La Stampa, 20 aprile 2019
Intervista a Rita dalla Chiesa
«Finalmente arrivò il biglietto del volo per Palermo», ricorda Rita dalla Chiesa. Poco prima l’impiegato dell’aeroporto le aveva risposto che gli aerei erano tutti pieni perché «ieri sera hanno ucciso Carlo Alberto dalla Chiesa». E la 34enne Rita, timida dagli occhi azzurri, fu costretta a dichiarare, creando il silenzio intorno a sé: «Il generale dei carabinieri era mio padre».
È la prima volta che la giornalista e conduttrice tv, figlia del neo nominato prefetto di Palermo ucciso il 3 settembre del 1982, racconta in dettaglio lo choc per quella morte. Destinata a diventare un volto noto del piccolo schermo, legato al popolarissimo e longevo Forum, ha ricostruito tutti i particolari di quella sera drammatica nella bella autobiografia Mi salvo da sola (Mondadori). La fine violenta del generale, assassinato dagli uomini di Totò Riina assieme alla giovane moglie Emanuela Setti Carraro, segnò profondamente l’esistenza della figlia. Giornalista disimpegnata e alle prime armi, si trasformò in una speciale e seguitissima testimonial della lotta alla mafia.

- [Dati forniti]:
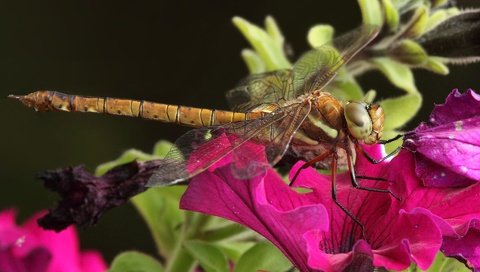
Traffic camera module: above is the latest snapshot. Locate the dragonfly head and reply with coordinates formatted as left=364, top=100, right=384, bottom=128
left=344, top=101, right=384, bottom=144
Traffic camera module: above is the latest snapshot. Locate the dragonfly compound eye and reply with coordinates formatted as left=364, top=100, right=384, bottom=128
left=345, top=101, right=372, bottom=140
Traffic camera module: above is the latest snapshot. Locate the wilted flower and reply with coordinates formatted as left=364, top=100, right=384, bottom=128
left=404, top=89, right=480, bottom=187
left=38, top=160, right=159, bottom=231
left=0, top=210, right=107, bottom=272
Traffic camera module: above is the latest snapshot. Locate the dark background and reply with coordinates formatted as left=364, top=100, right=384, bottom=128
left=0, top=0, right=480, bottom=260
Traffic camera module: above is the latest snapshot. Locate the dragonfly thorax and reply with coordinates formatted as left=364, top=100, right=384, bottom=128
left=344, top=101, right=384, bottom=144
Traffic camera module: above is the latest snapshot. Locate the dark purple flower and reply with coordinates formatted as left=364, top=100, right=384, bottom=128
left=181, top=143, right=480, bottom=271
left=404, top=89, right=480, bottom=187
left=38, top=160, right=160, bottom=231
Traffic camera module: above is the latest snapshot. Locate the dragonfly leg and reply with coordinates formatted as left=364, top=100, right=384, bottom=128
left=378, top=134, right=404, bottom=144
left=355, top=176, right=388, bottom=181
left=288, top=150, right=332, bottom=187
left=357, top=145, right=402, bottom=164
left=332, top=157, right=366, bottom=240
left=347, top=154, right=400, bottom=201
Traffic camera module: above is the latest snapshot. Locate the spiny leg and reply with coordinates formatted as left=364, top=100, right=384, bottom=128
left=347, top=154, right=400, bottom=201
left=332, top=156, right=366, bottom=239
left=378, top=134, right=404, bottom=144
left=357, top=145, right=402, bottom=164
left=357, top=134, right=404, bottom=164
left=355, top=175, right=388, bottom=181
left=288, top=150, right=332, bottom=187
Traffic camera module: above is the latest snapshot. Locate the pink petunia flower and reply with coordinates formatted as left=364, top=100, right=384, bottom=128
left=180, top=141, right=480, bottom=271
left=404, top=89, right=480, bottom=187
left=0, top=210, right=107, bottom=272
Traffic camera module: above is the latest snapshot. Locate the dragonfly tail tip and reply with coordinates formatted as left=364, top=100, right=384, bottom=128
left=7, top=94, right=22, bottom=100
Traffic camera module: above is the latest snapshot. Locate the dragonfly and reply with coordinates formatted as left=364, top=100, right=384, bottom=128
left=9, top=25, right=395, bottom=235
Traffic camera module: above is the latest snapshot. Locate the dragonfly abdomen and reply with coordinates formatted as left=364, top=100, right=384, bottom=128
left=10, top=91, right=262, bottom=127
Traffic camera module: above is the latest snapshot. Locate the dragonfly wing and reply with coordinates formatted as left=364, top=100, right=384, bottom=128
left=226, top=69, right=293, bottom=112
left=293, top=25, right=379, bottom=96
left=148, top=101, right=311, bottom=186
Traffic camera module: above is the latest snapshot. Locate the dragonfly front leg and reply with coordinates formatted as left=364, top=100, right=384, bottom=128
left=332, top=155, right=366, bottom=239
left=347, top=154, right=400, bottom=201
left=288, top=150, right=333, bottom=187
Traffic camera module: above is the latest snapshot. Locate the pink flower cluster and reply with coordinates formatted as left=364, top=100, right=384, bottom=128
left=180, top=92, right=480, bottom=271
left=0, top=210, right=107, bottom=272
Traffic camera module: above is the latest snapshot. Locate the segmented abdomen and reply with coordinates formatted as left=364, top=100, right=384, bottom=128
left=19, top=91, right=262, bottom=127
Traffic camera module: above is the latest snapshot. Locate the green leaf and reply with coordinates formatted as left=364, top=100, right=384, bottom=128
left=307, top=24, right=335, bottom=47
left=184, top=241, right=230, bottom=272
left=235, top=242, right=292, bottom=272
left=422, top=57, right=450, bottom=76
left=358, top=0, right=383, bottom=27
left=132, top=186, right=185, bottom=258
left=265, top=16, right=285, bottom=46
left=371, top=57, right=418, bottom=93
left=426, top=253, right=470, bottom=272
left=165, top=248, right=197, bottom=272
left=108, top=251, right=164, bottom=272
left=233, top=17, right=292, bottom=71
left=328, top=79, right=363, bottom=101
left=378, top=93, right=422, bottom=131
left=215, top=241, right=255, bottom=263
left=389, top=39, right=428, bottom=66
left=404, top=5, right=429, bottom=39
left=241, top=49, right=266, bottom=74
left=382, top=0, right=400, bottom=31
left=425, top=7, right=460, bottom=32
left=202, top=223, right=249, bottom=241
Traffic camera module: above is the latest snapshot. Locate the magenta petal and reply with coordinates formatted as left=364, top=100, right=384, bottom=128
left=180, top=166, right=329, bottom=271
left=442, top=220, right=480, bottom=269
left=374, top=208, right=442, bottom=270
left=404, top=90, right=480, bottom=187
left=80, top=251, right=107, bottom=272
left=305, top=232, right=374, bottom=272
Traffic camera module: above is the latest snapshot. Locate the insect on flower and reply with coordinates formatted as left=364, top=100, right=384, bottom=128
left=10, top=26, right=402, bottom=234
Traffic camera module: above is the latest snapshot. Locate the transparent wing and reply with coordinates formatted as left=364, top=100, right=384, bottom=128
left=293, top=25, right=379, bottom=96
left=148, top=101, right=311, bottom=186
left=226, top=69, right=295, bottom=112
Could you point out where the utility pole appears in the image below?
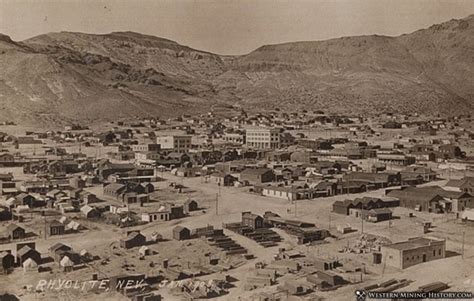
[293,200,298,217]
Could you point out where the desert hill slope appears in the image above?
[0,15,474,124]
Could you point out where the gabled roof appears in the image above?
[49,242,72,253]
[7,224,25,232]
[241,168,273,176]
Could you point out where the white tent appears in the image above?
[23,258,38,272]
[138,246,150,256]
[66,221,81,231]
[59,256,74,268]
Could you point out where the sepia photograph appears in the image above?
[0,0,474,301]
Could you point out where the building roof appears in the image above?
[7,224,25,232]
[173,226,189,233]
[384,237,444,251]
[241,168,273,176]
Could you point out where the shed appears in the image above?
[173,226,191,240]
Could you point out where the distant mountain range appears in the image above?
[0,15,474,124]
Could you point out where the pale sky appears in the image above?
[0,0,474,54]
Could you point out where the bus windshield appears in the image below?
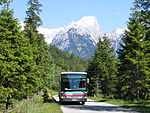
[61,74,86,91]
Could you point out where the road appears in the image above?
[52,95,138,113]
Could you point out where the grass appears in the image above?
[0,91,63,113]
[89,97,150,113]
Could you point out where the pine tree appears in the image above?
[0,0,38,109]
[87,36,116,96]
[119,0,150,100]
[24,0,45,86]
[25,0,54,88]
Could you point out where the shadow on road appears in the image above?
[62,104,136,113]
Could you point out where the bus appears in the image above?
[59,72,88,105]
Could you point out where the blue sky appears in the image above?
[11,0,134,33]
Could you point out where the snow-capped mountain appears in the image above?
[39,16,125,60]
[51,16,104,60]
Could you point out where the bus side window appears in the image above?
[87,78,90,84]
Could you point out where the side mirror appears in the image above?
[87,78,90,84]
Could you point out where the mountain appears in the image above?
[39,16,124,60]
[107,28,126,52]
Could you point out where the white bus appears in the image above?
[59,72,88,105]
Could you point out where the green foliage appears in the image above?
[24,0,53,91]
[119,0,150,100]
[87,36,117,97]
[0,2,39,108]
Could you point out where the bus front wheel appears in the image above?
[81,102,85,105]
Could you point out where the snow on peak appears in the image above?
[78,16,98,27]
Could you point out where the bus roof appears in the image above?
[61,72,87,74]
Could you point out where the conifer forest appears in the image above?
[0,0,150,109]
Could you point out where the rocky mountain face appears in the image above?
[39,16,125,60]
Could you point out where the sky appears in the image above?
[11,0,134,33]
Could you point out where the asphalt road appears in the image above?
[52,95,138,113]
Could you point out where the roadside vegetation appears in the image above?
[0,90,62,113]
[88,97,150,113]
[0,0,150,113]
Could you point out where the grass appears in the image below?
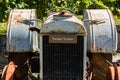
[114,15,120,25]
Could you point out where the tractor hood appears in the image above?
[40,13,87,35]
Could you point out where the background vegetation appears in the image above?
[0,0,120,32]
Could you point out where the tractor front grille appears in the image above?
[43,36,84,80]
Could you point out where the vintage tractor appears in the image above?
[2,9,120,80]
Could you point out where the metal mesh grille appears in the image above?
[43,36,83,80]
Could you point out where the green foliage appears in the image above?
[0,0,120,22]
[0,22,7,35]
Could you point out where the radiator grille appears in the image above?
[43,36,83,80]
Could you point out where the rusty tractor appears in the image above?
[1,9,120,80]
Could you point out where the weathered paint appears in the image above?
[6,9,38,52]
[39,13,87,80]
[83,9,117,53]
[40,13,87,35]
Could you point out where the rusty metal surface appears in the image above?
[40,13,87,35]
[83,9,117,53]
[6,9,37,52]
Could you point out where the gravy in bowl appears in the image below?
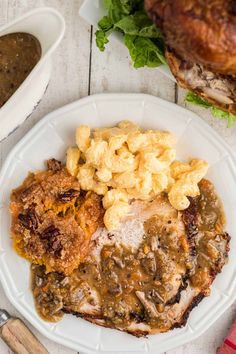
[0,32,42,108]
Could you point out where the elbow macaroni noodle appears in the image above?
[66,121,208,230]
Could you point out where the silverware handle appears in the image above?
[0,318,49,354]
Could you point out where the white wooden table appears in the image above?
[0,0,236,354]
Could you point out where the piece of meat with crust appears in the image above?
[33,180,230,337]
[145,0,236,75]
[166,49,236,114]
[10,160,104,274]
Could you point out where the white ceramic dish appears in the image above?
[0,94,236,354]
[79,0,176,82]
[0,7,65,141]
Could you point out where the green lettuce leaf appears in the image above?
[96,0,166,68]
[125,34,165,69]
[185,92,236,128]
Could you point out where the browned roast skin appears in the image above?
[32,180,230,337]
[145,0,236,75]
[166,49,236,114]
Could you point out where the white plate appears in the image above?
[79,0,176,82]
[0,94,236,354]
[0,7,65,141]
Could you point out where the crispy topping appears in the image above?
[58,188,80,203]
[47,159,62,172]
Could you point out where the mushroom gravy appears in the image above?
[0,32,41,107]
[32,180,230,336]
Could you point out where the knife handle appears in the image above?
[0,318,49,354]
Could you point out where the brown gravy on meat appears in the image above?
[32,181,230,332]
[0,32,41,107]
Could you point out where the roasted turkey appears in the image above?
[32,180,230,336]
[145,0,236,114]
[145,0,236,75]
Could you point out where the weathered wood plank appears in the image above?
[90,28,175,102]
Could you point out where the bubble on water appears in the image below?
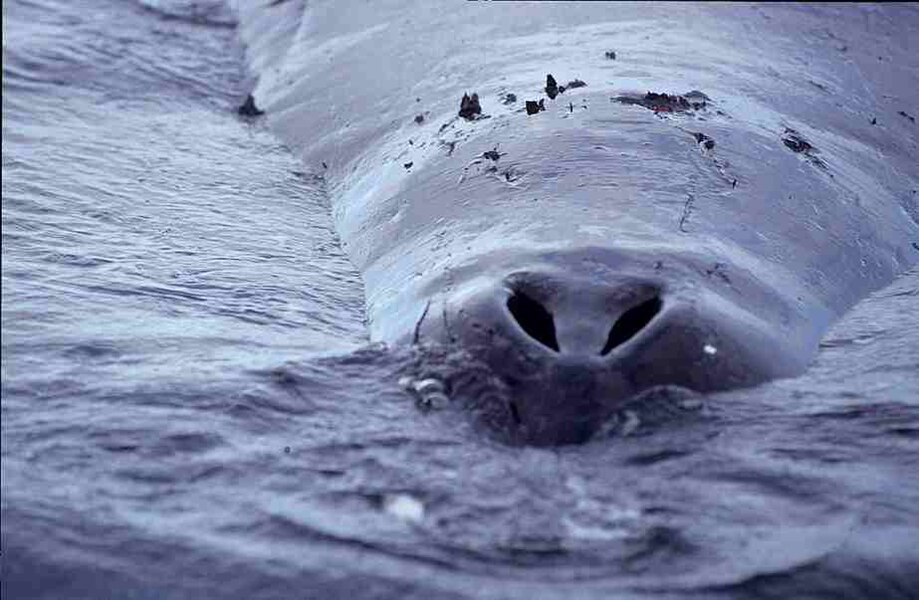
[412,377,444,396]
[383,494,424,523]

- [Parti dell'esercizio]:
1 > Traduci in inglese questa frase del brano su Rita dalla Chiesa: "La fine violenta del generale, assassinato dagli uomini di Totò Riina assieme alla giovane moglie Emanuela Setti Carraro, segnò profondamente l'esistenza della figlia."
2 > Secondo il brano su Rita dalla Chiesa, in che data fu ucciso suo padre?
3 > Riprendi il brano su Rita dalla Chiesa dopo la sua ultima frase e continualo.
I record non hanno alcun legame con il brano.

- [Risposte per compito]:
1 > The violent death of the general, murdered by Totò Riina's men together with his young wife Emanuela Setti Carraro, deeply marked his daughter's life.

2 > Il 3 settembre 1982.

3 >
Un cambiamento di lavoro repentino?
«Non proprio. Papà nei momenti di tenerezza mi chiamava “topino” ma anche “la ribelle”. La vita in caserma, sempre sorvegliata, era difficile. Da adolescente uscivo con una gonna lunga e sotto la minigonna. Fin dagli anni in cui a Torino papà combatteva contro le Br si viveva in un clima di terrore. Mi aveva insegnato a guidare guardando continuamente nello specchietto retrovisore per vedere se qualcuno mi seguiva. Mi innamorai di Bruno Lauzi che mi dedicò la sua canzone Ti ruberò. Ero una prigioniera ma ho amato molto papà che, anche dopo la morte, ha continuato a essere il mio punto di riferimento».
È ancora una ribelle?
«Sì. Nel suo diario mio padre aveva annotato che prima di partire per Palermo era andato a salutare Giulio Andreotti. E gli aveva detto: “Se sarà il caso non avrò riguardo per gli uomini della sua corrente”. Andreotti aveva risposto senza mezzi termini che chiunque gli si fosse messo contro sarebbe uscito di casa con i piedi in avanti. Dovevo combattere per fare chiarezza sulla morte per tanti versi oscura di papà. Separata e con una bambina, ero però troppo sola per questo impegno antimafia».
Chi l’ha aiutata?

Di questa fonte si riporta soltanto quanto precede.